Location identification items
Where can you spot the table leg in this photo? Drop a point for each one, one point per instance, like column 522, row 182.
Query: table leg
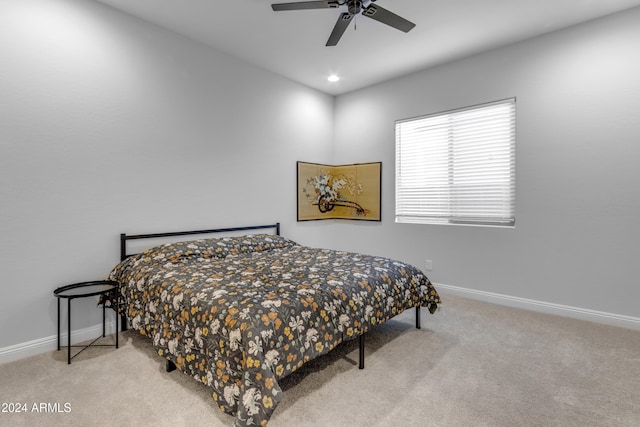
column 58, row 323
column 117, row 315
column 69, row 331
column 104, row 315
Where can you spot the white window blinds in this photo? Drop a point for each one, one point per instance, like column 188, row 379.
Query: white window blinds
column 457, row 167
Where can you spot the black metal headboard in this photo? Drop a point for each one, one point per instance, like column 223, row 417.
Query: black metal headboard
column 124, row 237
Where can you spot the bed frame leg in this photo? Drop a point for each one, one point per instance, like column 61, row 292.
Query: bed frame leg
column 361, row 339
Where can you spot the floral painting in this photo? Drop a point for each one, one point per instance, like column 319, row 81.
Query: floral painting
column 339, row 192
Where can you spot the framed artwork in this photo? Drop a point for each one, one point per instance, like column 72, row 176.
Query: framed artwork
column 339, row 192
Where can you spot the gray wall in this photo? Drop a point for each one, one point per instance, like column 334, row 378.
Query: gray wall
column 578, row 195
column 110, row 125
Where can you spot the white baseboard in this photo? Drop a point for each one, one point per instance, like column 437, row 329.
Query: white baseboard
column 43, row 345
column 543, row 307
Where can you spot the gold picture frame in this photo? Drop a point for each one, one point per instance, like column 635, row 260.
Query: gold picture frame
column 339, row 192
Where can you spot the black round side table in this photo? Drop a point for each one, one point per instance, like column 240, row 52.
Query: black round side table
column 83, row 290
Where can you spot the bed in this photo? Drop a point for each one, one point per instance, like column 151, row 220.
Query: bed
column 238, row 313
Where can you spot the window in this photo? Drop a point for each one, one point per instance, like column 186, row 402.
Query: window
column 457, row 167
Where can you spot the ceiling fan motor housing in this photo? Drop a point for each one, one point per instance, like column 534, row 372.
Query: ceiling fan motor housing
column 354, row 6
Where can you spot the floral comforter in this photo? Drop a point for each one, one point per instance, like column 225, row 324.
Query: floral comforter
column 240, row 313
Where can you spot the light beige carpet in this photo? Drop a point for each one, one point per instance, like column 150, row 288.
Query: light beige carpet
column 472, row 364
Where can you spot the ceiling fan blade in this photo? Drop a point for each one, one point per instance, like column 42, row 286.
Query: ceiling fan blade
column 383, row 15
column 342, row 24
column 304, row 5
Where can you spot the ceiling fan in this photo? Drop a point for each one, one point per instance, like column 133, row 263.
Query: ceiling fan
column 354, row 7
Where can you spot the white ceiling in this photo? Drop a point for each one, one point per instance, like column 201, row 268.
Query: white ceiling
column 292, row 43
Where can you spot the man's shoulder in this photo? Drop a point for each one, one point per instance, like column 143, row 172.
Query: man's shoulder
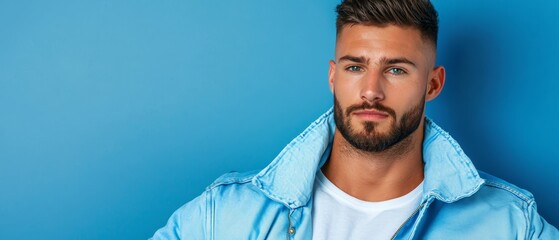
column 502, row 190
column 233, row 178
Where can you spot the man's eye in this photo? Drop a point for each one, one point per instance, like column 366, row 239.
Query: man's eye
column 396, row 71
column 354, row 69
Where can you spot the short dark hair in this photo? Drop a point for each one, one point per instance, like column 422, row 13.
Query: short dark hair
column 419, row 14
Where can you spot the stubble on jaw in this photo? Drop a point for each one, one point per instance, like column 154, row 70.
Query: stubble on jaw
column 396, row 142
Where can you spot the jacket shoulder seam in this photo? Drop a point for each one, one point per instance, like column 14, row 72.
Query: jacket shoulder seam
column 527, row 199
column 230, row 178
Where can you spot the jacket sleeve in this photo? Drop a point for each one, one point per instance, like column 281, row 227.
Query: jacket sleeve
column 538, row 228
column 187, row 222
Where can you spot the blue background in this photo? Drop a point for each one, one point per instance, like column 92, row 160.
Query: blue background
column 115, row 113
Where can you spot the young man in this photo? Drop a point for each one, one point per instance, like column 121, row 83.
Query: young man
column 373, row 167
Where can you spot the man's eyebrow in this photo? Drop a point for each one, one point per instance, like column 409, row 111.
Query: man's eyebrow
column 390, row 61
column 360, row 59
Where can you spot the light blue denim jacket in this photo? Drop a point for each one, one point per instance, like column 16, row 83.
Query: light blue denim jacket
column 459, row 202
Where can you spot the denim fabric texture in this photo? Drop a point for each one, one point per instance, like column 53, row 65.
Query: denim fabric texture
column 459, row 201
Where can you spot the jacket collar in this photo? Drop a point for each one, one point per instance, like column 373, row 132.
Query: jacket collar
column 289, row 178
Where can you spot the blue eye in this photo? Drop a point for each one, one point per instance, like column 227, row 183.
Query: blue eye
column 354, row 69
column 396, row 71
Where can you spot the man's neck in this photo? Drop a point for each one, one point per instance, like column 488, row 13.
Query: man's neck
column 376, row 176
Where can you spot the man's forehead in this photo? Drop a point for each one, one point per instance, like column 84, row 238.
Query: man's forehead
column 389, row 41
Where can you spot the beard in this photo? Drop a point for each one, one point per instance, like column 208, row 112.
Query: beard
column 370, row 139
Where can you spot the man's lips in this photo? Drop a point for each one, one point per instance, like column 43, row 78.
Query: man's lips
column 371, row 114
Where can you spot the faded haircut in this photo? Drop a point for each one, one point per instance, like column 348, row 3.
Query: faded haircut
column 418, row 14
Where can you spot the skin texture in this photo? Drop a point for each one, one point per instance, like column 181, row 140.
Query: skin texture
column 379, row 75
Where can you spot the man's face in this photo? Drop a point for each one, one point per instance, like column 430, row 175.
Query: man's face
column 381, row 78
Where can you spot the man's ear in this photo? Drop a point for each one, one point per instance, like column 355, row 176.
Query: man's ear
column 435, row 83
column 331, row 73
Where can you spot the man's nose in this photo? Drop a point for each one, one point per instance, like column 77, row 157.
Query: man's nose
column 372, row 89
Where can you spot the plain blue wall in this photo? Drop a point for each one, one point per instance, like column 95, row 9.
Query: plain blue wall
column 115, row 113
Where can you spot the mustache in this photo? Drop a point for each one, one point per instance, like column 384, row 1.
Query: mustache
column 370, row 106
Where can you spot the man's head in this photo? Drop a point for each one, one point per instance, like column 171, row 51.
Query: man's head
column 384, row 70
column 418, row 14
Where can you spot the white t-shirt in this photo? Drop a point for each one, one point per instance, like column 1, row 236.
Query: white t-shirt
column 337, row 215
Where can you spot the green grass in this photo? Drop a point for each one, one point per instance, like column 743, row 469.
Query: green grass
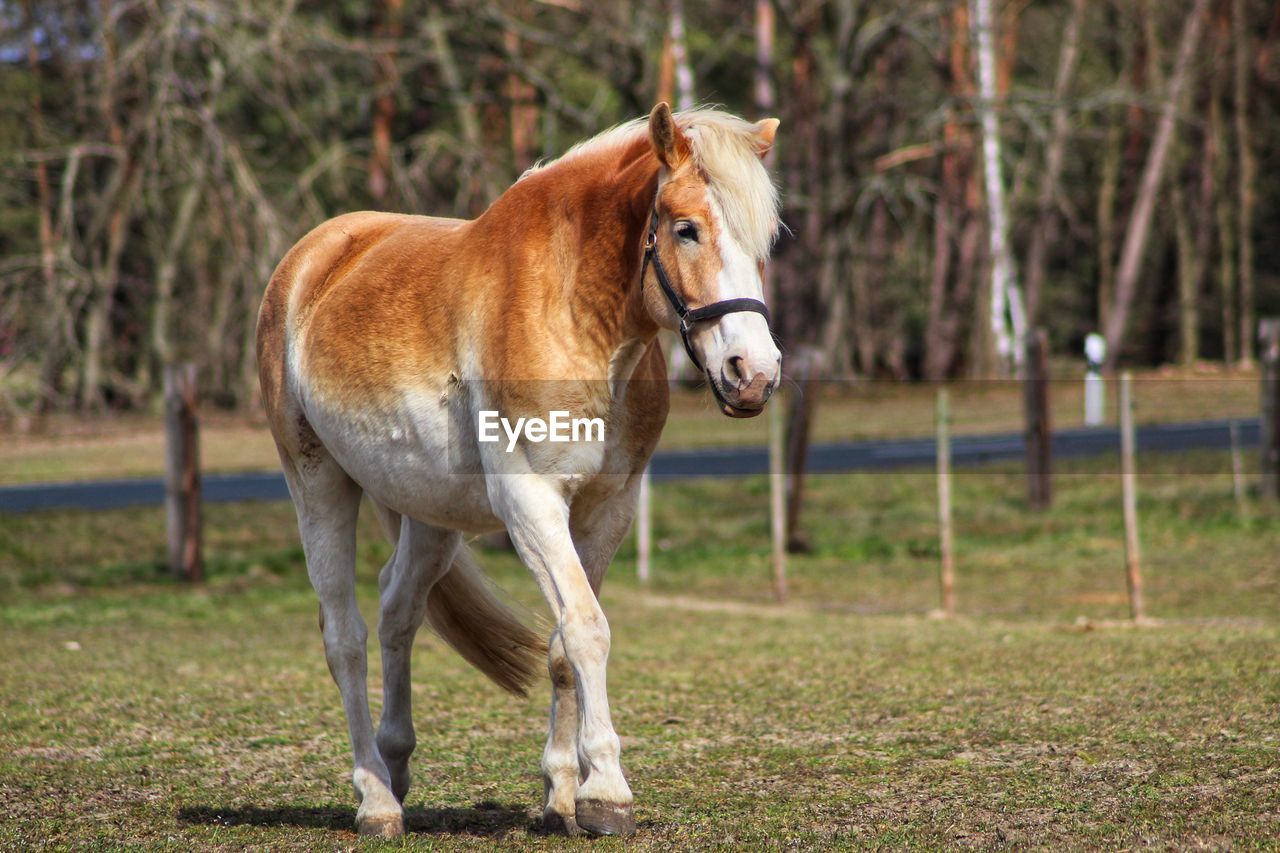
column 135, row 711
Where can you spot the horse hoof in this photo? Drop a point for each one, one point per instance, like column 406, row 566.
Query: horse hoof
column 389, row 826
column 557, row 824
column 598, row 817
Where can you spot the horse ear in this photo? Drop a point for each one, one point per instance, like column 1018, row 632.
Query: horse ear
column 764, row 132
column 668, row 141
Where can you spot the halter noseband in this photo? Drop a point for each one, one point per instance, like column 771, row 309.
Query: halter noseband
column 688, row 315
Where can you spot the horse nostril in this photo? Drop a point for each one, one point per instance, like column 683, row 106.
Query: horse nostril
column 735, row 365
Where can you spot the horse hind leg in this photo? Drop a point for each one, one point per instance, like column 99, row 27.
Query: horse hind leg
column 560, row 756
column 423, row 555
column 328, row 503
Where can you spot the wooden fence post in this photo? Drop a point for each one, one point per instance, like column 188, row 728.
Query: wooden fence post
column 803, row 398
column 1269, row 336
column 182, row 471
column 1238, row 488
column 777, row 502
column 1040, row 484
column 947, row 579
column 1129, row 491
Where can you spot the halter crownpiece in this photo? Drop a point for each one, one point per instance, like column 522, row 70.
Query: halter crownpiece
column 688, row 315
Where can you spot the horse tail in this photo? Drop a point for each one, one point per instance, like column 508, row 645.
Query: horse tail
column 465, row 610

▶ WHAT YOU HAVE TO DO
Recast the entries above as a JSON list of strings with one string per line. Omit blank lines and leave out the picture markers.

▶ TASK RESPONSE
[
  "Where can you spot the table leg in this photo? Drop a point for each one, one point per instance, like column 522, row 182.",
  "Query: table leg",
  "column 58, row 323",
  "column 117, row 315",
  "column 69, row 331",
  "column 104, row 315",
  "Where can you spot the white window blinds in this photo? Drop a point for each one, one point per instance, like column 188, row 379.",
  "Query: white window blinds",
  "column 457, row 167",
  "Where can you spot the black metal headboard in this photo? Drop a point for each one, one point per instance, like column 223, row 417.",
  "Query: black metal headboard",
  "column 124, row 237",
  "Where can you spot the bed frame leg in this photo? Drop a point for each one, one point per instance, like column 61, row 292.",
  "Query: bed frame leg",
  "column 361, row 339",
  "Where can you spot the floral painting in this photo? Drop a point for each one, one point per instance, like column 319, row 81.",
  "Query: floral painting",
  "column 339, row 192",
  "Where can you spot the framed artwork in this photo? Drop a point for each one, one point per instance, like column 72, row 176.",
  "Query: framed artwork",
  "column 339, row 192",
  "Where can you spot the gray wall in this photo? Drop a point for each one, one point per instance, like column 334, row 378.",
  "Query: gray wall",
  "column 578, row 195",
  "column 110, row 125",
  "Where can you spot the white baseboard in this photo? Drop a point for each one, one point per instance, like column 437, row 329.",
  "Query: white baseboard",
  "column 43, row 345",
  "column 543, row 307",
  "Where can you spot the gold picture frame in this photo? Drop a point for each one, one point per instance, like column 635, row 260.",
  "Query: gold picture frame",
  "column 339, row 192",
  "Where can you spot the black round side table in this photo? Drop a point for each one, one point per instance, like column 240, row 52.",
  "Query: black round side table",
  "column 83, row 290",
  "Where can you spot the bed in this photo? Drop a point for each one, one point per instance, like column 151, row 220.",
  "Query: bed",
  "column 238, row 313",
  "Where can you spot the window in this photo? Drop a point for each one, one point per instance, like column 186, row 402.",
  "Query: window",
  "column 457, row 167",
  "Where can you spot the ceiling fan motor housing in this photo? Drop a point for each one, one point per instance, like column 534, row 372.",
  "Query: ceiling fan motor housing",
  "column 354, row 6",
  "Where can you spot the floral comforter in this photo? Drop a point for each one, one point per instance, like column 225, row 324.",
  "Query: floral comforter",
  "column 240, row 313",
  "Where can you spot the light beige carpet in this photo? Drop a point for each one, one point per instance, like column 150, row 288.",
  "Query: light beige carpet",
  "column 472, row 364",
  "Where can you spot the ceiling fan blade in this photo? Drop a point for each one, one point per instance, like column 42, row 286.",
  "Query: ceiling fan blade",
  "column 383, row 15",
  "column 342, row 24",
  "column 304, row 5",
  "Where can you spot the ceiling fan in this photo? Drop a point for each one, one point per instance, like column 133, row 263.",
  "Query: ceiling fan",
  "column 354, row 7",
  "Where can you spot the white ceiling in this photo? Drop a point for each one, one point per instance, like column 201, row 268.",
  "Query: white ceiling",
  "column 292, row 43",
  "Where can you spot the man's shoulder in this photo? Drop a point for each one, one point per instance, like column 143, row 172.",
  "Query: man's shoulder",
  "column 502, row 190",
  "column 233, row 178",
  "Where can you spot the man's eye in this photo? Drop a point for each one, one point per instance, like column 366, row 239.",
  "Query: man's eye",
  "column 396, row 71",
  "column 354, row 69",
  "Where can you spot the short dark hair in this photo? Drop a point for each one, one point per instance, like column 422, row 13.",
  "Query: short dark hair",
  "column 419, row 14",
  "Where can you spot the stubble on jaw in this photo? Drop a point for each one, one point per instance, like column 154, row 70.",
  "Query: stubble on jaw",
  "column 396, row 142",
  "Where can you spot the jacket shoulder seam in this photo? Drop a point for each one, one point per instance, like column 14, row 72.",
  "Query: jacket shoulder seam",
  "column 527, row 199",
  "column 230, row 178",
  "Where can you spot the jacket sleeve in this photo? Drop a point for each one, one point per instance, like column 281, row 227.",
  "Query: jacket sleeve",
  "column 538, row 228",
  "column 187, row 222",
  "Where can you spot the blue background in this photo? Drop a point for each one, one point per instance, like column 92, row 160.",
  "Query: blue background",
  "column 115, row 113",
  "Where can you spot the young man in this photo? Drop a point for each one, one point per instance, like column 121, row 83.",
  "Query: young man",
  "column 373, row 167",
  "Where can you spot the man's eyebrow in this photo? Drop a point for each one, one point per instance, like column 409, row 111.",
  "Query: man's eyebrow",
  "column 390, row 61",
  "column 360, row 59",
  "Where can you spot the light blue denim jacket in this photo? Drop a point for each one, one point per instance, like column 16, row 83.",
  "Query: light blue denim jacket",
  "column 459, row 202",
  "Where can you spot the denim fabric texture in this photo? Drop a point for each one, one point per instance, like column 53, row 65.",
  "Query: denim fabric texture",
  "column 459, row 201",
  "Where can you spot the jacket collar in this photo? Drop a point for each one, one point per instance, like column 373, row 132.",
  "Query: jacket collar",
  "column 289, row 178",
  "Where can you spot the blue eye in this photo? Drop a point for each one, one point per instance, like column 227, row 183.",
  "Query: blue eye",
  "column 354, row 69",
  "column 396, row 71",
  "Where can you spot the man's neck in this photo? Drop a point for each one, one point per instance, like column 488, row 13.",
  "Query: man's neck",
  "column 376, row 176",
  "Where can you spot the man's forehead in this photo? Drop a point for each one, one point per instance, like column 84, row 238.",
  "Query: man's forehead",
  "column 389, row 41",
  "Where can you spot the beard in this photo? Drop a point for each one, one point per instance, like column 208, row 112.",
  "Query: beard",
  "column 370, row 139",
  "Where can you spot the man's lips in this photo? Drop a point for each one, one point per instance, like column 43, row 78.",
  "Query: man's lips",
  "column 371, row 114",
  "Where can you spot the faded haircut in this photo? Drop a point for each one, one point per instance, like column 348, row 3.",
  "Query: faded haircut",
  "column 418, row 14",
  "Where can you spot the skin texture in this photo? Drop a point for each one, one point per instance, like column 181, row 140.",
  "Query: skin texture",
  "column 379, row 75",
  "Where can you spot the man's face in this photo? Drop a point for each one, one point per instance, like column 430, row 175.",
  "Query: man's face",
  "column 381, row 78",
  "Where can you spot the man's ear in this photo? Drop a point for each one, one point per instance, like column 355, row 176.",
  "Query: man's ear",
  "column 435, row 83",
  "column 331, row 73",
  "Where can you spot the man's nose in this photo? Drop a point for each one, one point per instance, like column 77, row 157.",
  "Query: man's nose",
  "column 372, row 89",
  "Where can you spot the plain blue wall in this photo? Drop a point for each one, one point per instance, like column 95, row 9.",
  "Query: plain blue wall",
  "column 115, row 113",
  "Where can you spot the mustache in this photo? Drop a point for each one, one point per instance, like column 384, row 1.",
  "Query: mustache",
  "column 370, row 106",
  "Where can you spot the man's head in this photo? Drop a point for each one, one point per instance, like column 171, row 51.",
  "Query: man's head",
  "column 384, row 70",
  "column 418, row 14",
  "Where can you spot the white t-shirt in this photo? Drop a point for each one, one point per instance, like column 1, row 236.",
  "Query: white t-shirt",
  "column 337, row 215",
  "Where can you spot the green grass in this photo? Drop a point for each one, one point per instance, like column 743, row 469.",
  "Query: green grass",
  "column 135, row 711",
  "Where can you spot the horse hoof in this photo? Drop a point for each one, one point per instance, like column 406, row 566.",
  "Query: horse hoof",
  "column 389, row 826",
  "column 557, row 824",
  "column 598, row 817",
  "Where can you spot the horse ear in this photo? Drop a point for each one, one point per instance, like column 1018, row 632.",
  "Query: horse ear",
  "column 764, row 132",
  "column 668, row 141",
  "Where can you spot the halter noseband in this photo? Drop a point for each one, one point per instance, like column 771, row 309.",
  "Query: halter noseband",
  "column 688, row 315",
  "Where can you spot the horse nostril in this photo? Drop a point for each one, one point per instance, like column 683, row 106.",
  "Query: horse nostril",
  "column 735, row 365",
  "Where can you spot the horse hind leg in this photo? Drop a point for each one, one point per instance, like column 99, row 27.",
  "Query: horse hind leg",
  "column 560, row 756",
  "column 423, row 555",
  "column 328, row 503",
  "Where can you spot the wooden fence post in this photo? Drop a point for each one, one point per instance, like column 188, row 728.",
  "Query: wooden fence post",
  "column 803, row 398",
  "column 1269, row 336",
  "column 182, row 471",
  "column 1238, row 488",
  "column 777, row 502",
  "column 1040, row 484",
  "column 947, row 579",
  "column 1129, row 491",
  "Where can you spot the halter crownpiece in this photo? Drop a point for each one, one point per instance, like column 522, row 70.",
  "Query: halter crownpiece",
  "column 688, row 315",
  "Where can you spot the horse tail in this photo? Drop a point for each one, one point per instance, like column 508, row 645.",
  "Query: horse tail",
  "column 465, row 610"
]